[Instructions to follow]: Write out all records as given; omit images.

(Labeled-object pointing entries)
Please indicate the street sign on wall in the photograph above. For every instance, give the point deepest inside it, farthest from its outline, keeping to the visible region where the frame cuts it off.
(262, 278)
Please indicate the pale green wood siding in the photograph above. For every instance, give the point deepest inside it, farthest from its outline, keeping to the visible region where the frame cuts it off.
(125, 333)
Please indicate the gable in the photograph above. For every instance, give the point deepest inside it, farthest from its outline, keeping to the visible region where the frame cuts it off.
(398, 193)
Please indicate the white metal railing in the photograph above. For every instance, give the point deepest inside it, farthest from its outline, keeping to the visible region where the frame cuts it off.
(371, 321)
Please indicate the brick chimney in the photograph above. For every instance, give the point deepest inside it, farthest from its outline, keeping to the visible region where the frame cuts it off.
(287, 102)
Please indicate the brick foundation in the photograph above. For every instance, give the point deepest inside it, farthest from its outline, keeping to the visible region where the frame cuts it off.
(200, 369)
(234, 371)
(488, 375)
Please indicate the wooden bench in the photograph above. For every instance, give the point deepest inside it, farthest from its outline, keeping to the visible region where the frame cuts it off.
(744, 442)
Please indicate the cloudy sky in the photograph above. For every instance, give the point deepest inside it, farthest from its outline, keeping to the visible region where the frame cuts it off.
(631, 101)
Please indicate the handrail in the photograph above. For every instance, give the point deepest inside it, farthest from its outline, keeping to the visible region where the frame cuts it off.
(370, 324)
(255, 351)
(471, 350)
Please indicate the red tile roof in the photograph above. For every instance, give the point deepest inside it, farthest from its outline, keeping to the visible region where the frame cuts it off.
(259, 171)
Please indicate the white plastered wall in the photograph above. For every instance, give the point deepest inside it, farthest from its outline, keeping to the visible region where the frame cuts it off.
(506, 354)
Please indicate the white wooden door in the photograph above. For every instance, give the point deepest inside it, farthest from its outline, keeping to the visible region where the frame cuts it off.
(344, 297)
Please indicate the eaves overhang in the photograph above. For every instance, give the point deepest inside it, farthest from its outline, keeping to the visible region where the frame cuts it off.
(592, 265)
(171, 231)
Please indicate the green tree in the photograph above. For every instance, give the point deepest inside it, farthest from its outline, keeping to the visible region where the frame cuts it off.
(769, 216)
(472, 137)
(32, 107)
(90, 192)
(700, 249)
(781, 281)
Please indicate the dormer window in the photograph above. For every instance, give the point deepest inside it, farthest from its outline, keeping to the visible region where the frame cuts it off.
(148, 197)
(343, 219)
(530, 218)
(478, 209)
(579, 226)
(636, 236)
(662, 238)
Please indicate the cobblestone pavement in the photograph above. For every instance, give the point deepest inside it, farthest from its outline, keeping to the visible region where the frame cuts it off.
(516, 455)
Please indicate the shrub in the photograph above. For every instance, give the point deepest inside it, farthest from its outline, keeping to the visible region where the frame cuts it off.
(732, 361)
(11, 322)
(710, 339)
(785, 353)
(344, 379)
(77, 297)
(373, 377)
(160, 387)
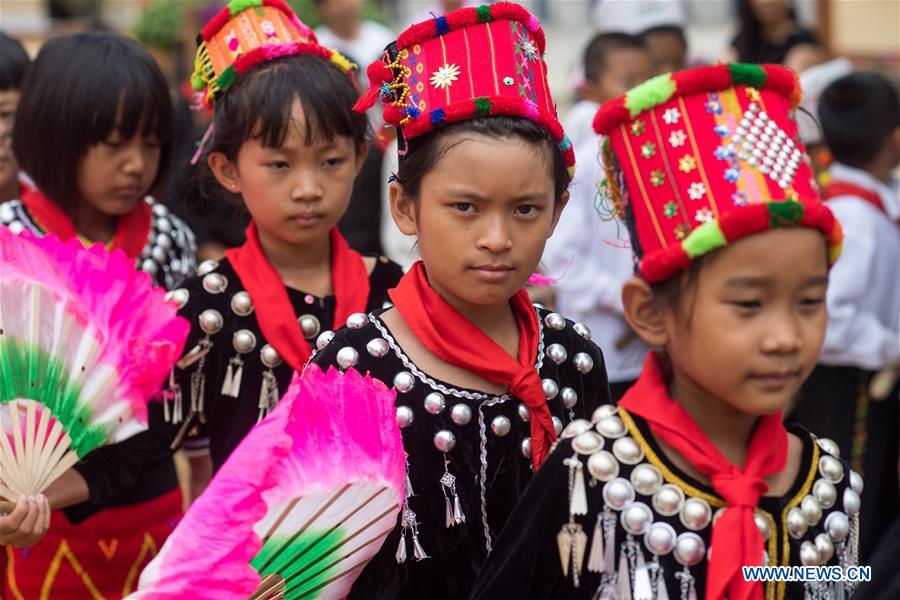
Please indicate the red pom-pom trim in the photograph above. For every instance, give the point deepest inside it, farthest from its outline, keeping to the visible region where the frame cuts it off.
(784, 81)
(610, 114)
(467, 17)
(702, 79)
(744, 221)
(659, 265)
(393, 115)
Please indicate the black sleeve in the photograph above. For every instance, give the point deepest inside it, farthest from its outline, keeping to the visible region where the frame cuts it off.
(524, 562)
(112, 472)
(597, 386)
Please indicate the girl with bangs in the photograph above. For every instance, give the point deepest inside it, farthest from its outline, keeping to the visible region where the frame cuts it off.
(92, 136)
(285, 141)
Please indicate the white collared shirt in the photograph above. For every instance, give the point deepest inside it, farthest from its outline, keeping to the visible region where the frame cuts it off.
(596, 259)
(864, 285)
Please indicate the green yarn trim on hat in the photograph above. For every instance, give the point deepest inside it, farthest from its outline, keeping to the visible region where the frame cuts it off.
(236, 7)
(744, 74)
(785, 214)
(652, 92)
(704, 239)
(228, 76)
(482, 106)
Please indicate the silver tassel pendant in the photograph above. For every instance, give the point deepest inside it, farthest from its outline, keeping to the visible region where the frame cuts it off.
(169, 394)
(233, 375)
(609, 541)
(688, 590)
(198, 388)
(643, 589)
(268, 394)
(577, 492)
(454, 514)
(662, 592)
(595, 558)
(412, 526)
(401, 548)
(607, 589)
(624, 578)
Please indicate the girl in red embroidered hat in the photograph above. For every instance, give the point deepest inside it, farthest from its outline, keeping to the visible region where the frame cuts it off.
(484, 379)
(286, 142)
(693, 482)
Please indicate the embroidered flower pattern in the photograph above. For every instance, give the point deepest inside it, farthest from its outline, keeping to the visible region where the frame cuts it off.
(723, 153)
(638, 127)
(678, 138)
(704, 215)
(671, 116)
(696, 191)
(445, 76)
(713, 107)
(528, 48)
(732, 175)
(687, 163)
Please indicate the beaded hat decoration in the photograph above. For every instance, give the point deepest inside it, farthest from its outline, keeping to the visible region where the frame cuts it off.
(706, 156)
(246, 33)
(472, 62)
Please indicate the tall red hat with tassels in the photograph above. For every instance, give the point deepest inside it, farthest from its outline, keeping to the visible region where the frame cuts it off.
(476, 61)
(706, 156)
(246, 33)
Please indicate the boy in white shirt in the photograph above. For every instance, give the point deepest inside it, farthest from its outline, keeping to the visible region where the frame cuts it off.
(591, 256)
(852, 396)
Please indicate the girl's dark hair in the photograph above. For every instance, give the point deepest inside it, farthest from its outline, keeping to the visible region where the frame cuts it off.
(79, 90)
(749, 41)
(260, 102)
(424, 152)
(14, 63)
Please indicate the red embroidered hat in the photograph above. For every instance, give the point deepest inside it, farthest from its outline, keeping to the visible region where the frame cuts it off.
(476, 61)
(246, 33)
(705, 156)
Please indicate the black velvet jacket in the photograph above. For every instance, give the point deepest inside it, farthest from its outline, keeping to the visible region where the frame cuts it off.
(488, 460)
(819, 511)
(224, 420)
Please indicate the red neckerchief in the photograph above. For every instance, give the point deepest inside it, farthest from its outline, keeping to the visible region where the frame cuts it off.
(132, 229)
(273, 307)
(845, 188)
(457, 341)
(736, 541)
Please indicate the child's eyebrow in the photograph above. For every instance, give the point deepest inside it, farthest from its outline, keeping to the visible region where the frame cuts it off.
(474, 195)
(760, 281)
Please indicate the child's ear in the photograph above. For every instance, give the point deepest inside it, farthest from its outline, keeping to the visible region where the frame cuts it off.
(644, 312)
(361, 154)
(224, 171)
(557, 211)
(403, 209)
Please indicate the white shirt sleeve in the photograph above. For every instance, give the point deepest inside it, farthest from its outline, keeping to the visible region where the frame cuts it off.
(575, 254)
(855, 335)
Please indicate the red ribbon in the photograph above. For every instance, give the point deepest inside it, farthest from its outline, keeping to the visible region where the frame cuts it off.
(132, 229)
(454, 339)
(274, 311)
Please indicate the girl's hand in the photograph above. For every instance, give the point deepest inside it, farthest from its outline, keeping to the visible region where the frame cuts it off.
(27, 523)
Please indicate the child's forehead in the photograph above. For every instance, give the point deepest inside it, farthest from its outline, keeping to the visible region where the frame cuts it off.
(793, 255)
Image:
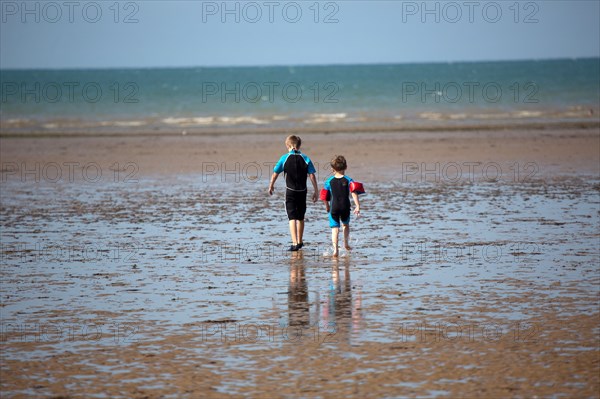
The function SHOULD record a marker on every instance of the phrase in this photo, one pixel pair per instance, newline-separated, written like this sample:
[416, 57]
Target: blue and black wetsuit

[Right answer]:
Please indicate the street sign on wall in the photograph above. For every instance, give the point deepest inside it, farthest from its outline, keeping to the visible region where the frame cuts it off.
(262, 278)
Please indicate the pale green wood siding in the photograph above. For every instance, give the point deepest inside it, farthest from its outline, keeping to the visible region where the frame cuts it off.
(125, 333)
Please indicate the gable in the photograph above. For every instance, give the point deepest inside it, farthest from its outline, keeping to the visible region where the frame cuts it off.
(398, 193)
Please indicate the white metal railing in the photograph above. For every instance, give the point deepest inside it, farthest from its outline, keeping to the visible region where the frame cuts it off.
(371, 321)
Please indicate the brick chimney in the photograph above. For every instance, give the point deepest inside it, farthest from its outline, keeping to the visible region where the frame cuts it off.
(287, 102)
Please indicate the brick foundation in the photograph above. For every instance, give the point deepest inside it, farthest from its outline, keeping to the visible region where the frame cuts it off.
(200, 369)
(234, 371)
(488, 375)
Please indicate the wooden bench in the photograph above. For every instance, give the point deepest inside it, farthest from its outline, keeping to the visible region where the frame cuts it off.
(744, 442)
Please indicate the cloudy sky in the photograph above. For every instance, give the point deepest inside it, farthest from its outline, keeping to the visible region where the frame cuts it off.
(631, 101)
Please indicate the handrail in the photograph above. For every instance, give the point deepest inside it, farthest from its outline, keeping to the visible region where the frame cuts it off.
(370, 324)
(255, 351)
(471, 350)
Please indicate the red tile roof in the photograph above. For every instance, give the point deepest inside it, farthest from its outline, keeping to the visible region where the frame cuts it off.
(259, 171)
Please indicate the white plastered wall in the photograph above. For every instance, give the point deepest inside it, farthest from its outline, keeping to the visible region where the frame cuts it off.
(506, 354)
Please indicate the white wooden door in the photograph above. For every instance, give the point deepest inside it, farthest from its outline, keeping to the visible region where the frame cuts it off.
(344, 297)
Please indicate the eaves overhang in the photograph above. For every instance, give the point deepest inside it, farthest from its outline, keeping to the visible region where the frame cuts it off.
(592, 265)
(171, 231)
Please indicate the green tree in the photograph above. For every instance, give the point deepest inside it, farthest from its outline, keeping to the visible region where the frame cuts it off.
(769, 216)
(472, 137)
(32, 107)
(90, 192)
(700, 249)
(781, 281)
Please indicate the dormer window in the photograph above. For every instance, give the point deepest inside it, farthest from its outline, keeping to the visible region where the frame cuts it off.
(148, 197)
(343, 219)
(530, 218)
(478, 209)
(579, 226)
(636, 236)
(662, 238)
Please indicate the cobblestone pavement in the photograph above. For every instance, give the point deepest inside it, farthest from its outline, keeping to the visible region where the frame cuts it off.
(516, 455)
Please indicate the shrub in the photograph above. For every instance, give the point deepest inside it, farthest from its outline, keeping to the visible region where the frame cuts it off.
(732, 361)
(11, 322)
(710, 339)
(785, 353)
(344, 379)
(77, 297)
(373, 377)
(160, 387)
Please indicate the red pom-pom trim in the photograph above. For every instance, give the point deepest inside it, farthest from its outline, keeping to the visible region where the frame cuts it off.
(784, 81)
(610, 114)
(467, 17)
(702, 79)
(744, 221)
(659, 265)
(393, 115)
Please indicate the black sleeve in the photograph above. For every instance, give the point deepest inside it, farthest from its outline, keeping to the visible region where the frame cuts it off.
(524, 562)
(112, 472)
(597, 386)
Please indicate the girl with bangs in the photograph above. For every instance, give the point deepest inside it, farthest from its outline, keeping to the visible region where the frame cuts it off.
(92, 136)
(285, 141)
Please indicate the white collared shirt in the photograph above. For every instance, give the point deepest inside it, farthest from its outline, keeping to the visible region where the frame cuts it off.
(596, 259)
(864, 285)
Please indicate the green yarn trim on hat in the photograph above. For every instance, give the point deepest inside it, farthest from its outline, keeping to the visible region where the frame cuts it off.
(236, 7)
(744, 74)
(785, 214)
(652, 92)
(704, 239)
(228, 76)
(482, 106)
Please indicate the silver tassel pendant in the photograph above. For every instance, give the point deepest inside it, farthest from its outline, keeping to the visible region where the frame cuts it off.
(169, 394)
(233, 375)
(609, 541)
(688, 590)
(198, 388)
(643, 589)
(268, 394)
(577, 492)
(454, 514)
(662, 592)
(595, 558)
(412, 526)
(401, 548)
(607, 589)
(624, 578)
Please indicate the girl in red embroidered hat in the photograph above. For every instance, give the point deepest inside it, farthest from its outline, keeping to the visible region where the frame cuts it off.
(484, 379)
(286, 142)
(693, 482)
Please indicate the embroidered flower pattern in the photograph above. For every instance, give the point deepest inside it, farthest from its outline, keeping to the visible region where the frame cuts it off.
(723, 153)
(638, 127)
(678, 138)
(704, 215)
(671, 116)
(696, 191)
(445, 76)
(713, 107)
(528, 48)
(732, 175)
(687, 163)
Please indicate the beaded hat decoration in the photograph above. For every instance, give the point deepest inside it, farthest from its outline, keeping to the visible region where the frame cuts it off.
(706, 156)
(246, 33)
(472, 62)
Please indicate the tall red hat with tassels in the photograph above. For every instance, give the point deepest inside it, farthest from its outline, keeping to the visible region where the frame cuts it off.
(476, 61)
(706, 156)
(246, 33)
Please indicate the boy in white shirt in the photograph above. For every instance, give the point deepest inside it, farthest from its outline, keeping to the visible region where the frame cuts it off.
(591, 256)
(852, 396)
Please indicate the girl's dark hair in the photograph above. For every instance, give the point deepest inside it, farthest from its outline, keeping to the visible region where the frame cuts it off.
(79, 90)
(749, 41)
(260, 102)
(424, 152)
(14, 63)
Please indicate the red embroidered hat in the photograph above. For every instance, give the point deepest inside it, farthest from its outline, keeping to the visible region where the frame cuts it off.
(476, 61)
(246, 33)
(705, 156)
Please indicate the black velvet jacket in the photograph above. For every instance, give the point deepest inside it, farthest from its outline, keeping to the visible region where the frame cuts it off.
(488, 460)
(819, 511)
(224, 420)
Please indicate the red neckerchief in the photograph above. For every instance, give the point deepest inside it, farthest from its outline, keeping to the visible region where the frame cuts it off.
(132, 229)
(273, 307)
(845, 188)
(457, 341)
(736, 541)
Please indicate the child's eyebrow in the photograph above. For every instance, give the point deepest inside it, farthest from its outline, keeping to the visible region where the frame cuts it off.
(474, 195)
(760, 281)
Please indicate the child's ear in the photograph above. For every instance, give the point deepest inside it, farthest from its outline, keeping to the visible region where the frame cuts it off.
(644, 312)
(361, 154)
(224, 171)
(557, 211)
(403, 209)
Please indicate the white shirt sleeve in the photograph above. For every instance, give the point deepest inside it, farthest from its outline, keeping to the visible region where the frame cuts it off.
(575, 254)
(855, 335)
Please indicate the red ribbon in the photograph above. For every instance, give the point deepest inside it, farthest from its outline, keeping to the visible region where the frame cuts it off.
(132, 229)
(454, 339)
(274, 311)
Please indicate the girl's hand in the photograph above. For every instance, give the point deepest inside it, farthest from its outline, keeping to the visible region where the frame cuts it off.
(27, 523)
Please indicate the child's forehead in the photograph above. For every instance, give the point deepest inside it, farthest from its outline, keeping to the visible region where the frame cuts it off.
(793, 255)
Image:
The function SHOULD record a marker on every instance of the phrase in this photo, one pixel pair per instance, newline-separated, written like this sample:
[416, 57]
Target: blue and black wetsuit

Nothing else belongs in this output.